In [14]:
# Dependencies and Setup
import pandas as pd

# File to Load
file_to_load = "Resources/purchase_data.csv"

# Read Purchasing File and store into Pandas data frame
purchase_data = pd.read_csv(file_to_load)

purchase_data.tail(5)

Unnamed: 0,Purchase ID,SN,Age,Gender,Item ID,Item Name,Price
775,775,Aethedru70,21,Female,60,Wolf,3.54
776,776,Iral74,21,Male,164,Exiled Doomblade,1.63
777,777,Yathecal72,20,Male,67,"Celeste, Incarnation of the Corrupted",3.46
778,778,Sisur91,7,Male,92,Final Critic,4.19
779,779,Ennrian78,24,Male,50,Dawn,4.6


### Player Count

Display the total number of players


In [15]:
# Pass the unique elements in "SN" series to len to get number of elements
uniquePlayers = len(pd.unique(purchase_data["SN"]))

print(f'{uniquePlayers} players.')


576 players.


## Purchasing Analysis (Total)

* Run basic calculations to obtain number of unique items, average price, total purchases, and total revenue.

* Create a summary data frame to hold the results


* Optional: give the displayed data cleaner formatting


* Display the summary data frame


In [16]:
# Construct dataframe with the above quantifiers
summary_df = pd.DataFrame(
    {
        'Unique Items': len(pd.unique(purchase_data['Item ID'])),
        'Average Price': purchase_data['Price'].mean(),
        'Total Purchases': len(purchase_data['Price']),
        'Total Revenue': purchase_data['Price'].sum()
    },
    index=["Heroes of Pymoli Item Marketplace"]
)

# format the column data to be more readable
format_mapping = {"Average Price": "${:,.2f}","Total Revenue": "${:,.2f}"}

summary_df.style.format(format_mapping)

Unnamed: 0,Unique Items,Average Price,Total Purchases,Total Revenue
Heroes of Pymoli Item Marketplace,179,$3.05,780,"$2,379.77"

_ _ _ _ _

■ EXERCISE INSTRUCTIONS:
1 > Answer these about the purchase data notebook, one line each:
(a) What file path does the notebook load?
(b) How many players does the player count report?
(c) What total revenue does the summary table show?
2 > Resume the purchase data notebook after its final line, continuing the analysis in the same style.

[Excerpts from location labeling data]
_ _ _ _ _

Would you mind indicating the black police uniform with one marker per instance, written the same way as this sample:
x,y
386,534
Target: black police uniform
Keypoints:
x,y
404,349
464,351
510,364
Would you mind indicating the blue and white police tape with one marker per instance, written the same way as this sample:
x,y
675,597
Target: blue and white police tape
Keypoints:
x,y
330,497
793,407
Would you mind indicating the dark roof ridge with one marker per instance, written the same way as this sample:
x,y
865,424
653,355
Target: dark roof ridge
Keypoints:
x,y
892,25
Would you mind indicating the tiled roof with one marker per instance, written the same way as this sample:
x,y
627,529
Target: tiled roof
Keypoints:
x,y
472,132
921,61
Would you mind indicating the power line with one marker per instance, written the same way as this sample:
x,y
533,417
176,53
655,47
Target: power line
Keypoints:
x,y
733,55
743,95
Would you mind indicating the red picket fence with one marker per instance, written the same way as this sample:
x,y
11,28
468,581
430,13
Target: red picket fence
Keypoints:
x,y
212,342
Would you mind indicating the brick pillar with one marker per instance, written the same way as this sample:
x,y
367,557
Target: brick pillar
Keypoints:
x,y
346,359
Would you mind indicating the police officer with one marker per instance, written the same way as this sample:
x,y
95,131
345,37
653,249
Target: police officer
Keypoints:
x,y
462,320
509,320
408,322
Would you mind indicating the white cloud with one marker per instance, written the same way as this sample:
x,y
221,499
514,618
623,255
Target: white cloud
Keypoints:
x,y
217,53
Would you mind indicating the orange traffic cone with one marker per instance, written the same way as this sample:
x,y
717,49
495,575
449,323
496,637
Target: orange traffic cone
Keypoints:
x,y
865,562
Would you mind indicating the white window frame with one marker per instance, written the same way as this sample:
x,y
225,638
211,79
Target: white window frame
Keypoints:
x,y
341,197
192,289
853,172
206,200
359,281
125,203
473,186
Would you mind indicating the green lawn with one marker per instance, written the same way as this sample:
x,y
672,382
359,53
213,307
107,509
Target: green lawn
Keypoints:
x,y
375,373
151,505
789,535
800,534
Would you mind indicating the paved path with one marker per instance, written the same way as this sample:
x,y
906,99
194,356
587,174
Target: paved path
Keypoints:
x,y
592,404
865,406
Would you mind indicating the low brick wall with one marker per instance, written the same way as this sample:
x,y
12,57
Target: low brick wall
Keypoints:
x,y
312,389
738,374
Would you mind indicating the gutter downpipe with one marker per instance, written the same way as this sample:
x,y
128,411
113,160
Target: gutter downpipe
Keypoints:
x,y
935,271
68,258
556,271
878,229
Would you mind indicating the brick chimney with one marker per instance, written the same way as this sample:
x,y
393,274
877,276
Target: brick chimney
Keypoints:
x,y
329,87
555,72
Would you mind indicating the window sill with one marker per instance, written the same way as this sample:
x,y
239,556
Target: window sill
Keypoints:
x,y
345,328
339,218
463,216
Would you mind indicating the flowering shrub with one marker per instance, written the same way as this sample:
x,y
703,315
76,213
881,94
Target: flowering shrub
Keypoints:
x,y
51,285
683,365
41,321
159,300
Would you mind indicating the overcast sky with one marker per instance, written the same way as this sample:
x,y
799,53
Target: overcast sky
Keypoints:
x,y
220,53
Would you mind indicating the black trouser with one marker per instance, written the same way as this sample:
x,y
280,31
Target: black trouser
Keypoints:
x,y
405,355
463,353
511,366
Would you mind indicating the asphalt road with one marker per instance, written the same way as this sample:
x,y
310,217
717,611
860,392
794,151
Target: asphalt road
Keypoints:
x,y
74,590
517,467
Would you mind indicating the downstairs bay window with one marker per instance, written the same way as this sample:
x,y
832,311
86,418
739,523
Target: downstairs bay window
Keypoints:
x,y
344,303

_ _ _ _ _

■ OUTPUTS BY TASK:
1 >
(a) Resources/purchase_data.csv
(b) 576
(c) $2,379.77

2 >
## Gender Demographics

* Percentage and Count of Male Players


* Percentage and Count of Female Players


* Percentage and Count of Other / Non-Disclosed




In [11]:
# Construct 3 new dataframes based on the possible gender options
male_df = purchase_data[purchase_data["Gender"]=="Male"]

female_df = purchase_data[purchase_data["Gender"]=="Female"]

other_df = purchase_data[(purchase_data["Gender"]!="Female")&(purchase_data["Gender"]!="Male")]

In [17]:
# Define a function that calculates a percent of purchases for the item passed
def percent(count):
    percent = round(100 * (count / int(len(purchase_data['Price']))),2)
    return percent

In [18]:
# DataFrame with percentages and count of each gender option
genderDemo = pd.DataFrame(
    {
        "Percentage": [
            percent(len(male_df)),
            percent(len(female_df)),
            percent(len(other_df))
        ],
        "Count": [
            len(male_df),
            len(female_df),
            len(other_df)
        ]
    }, index = ["Male","Female","Other"]
)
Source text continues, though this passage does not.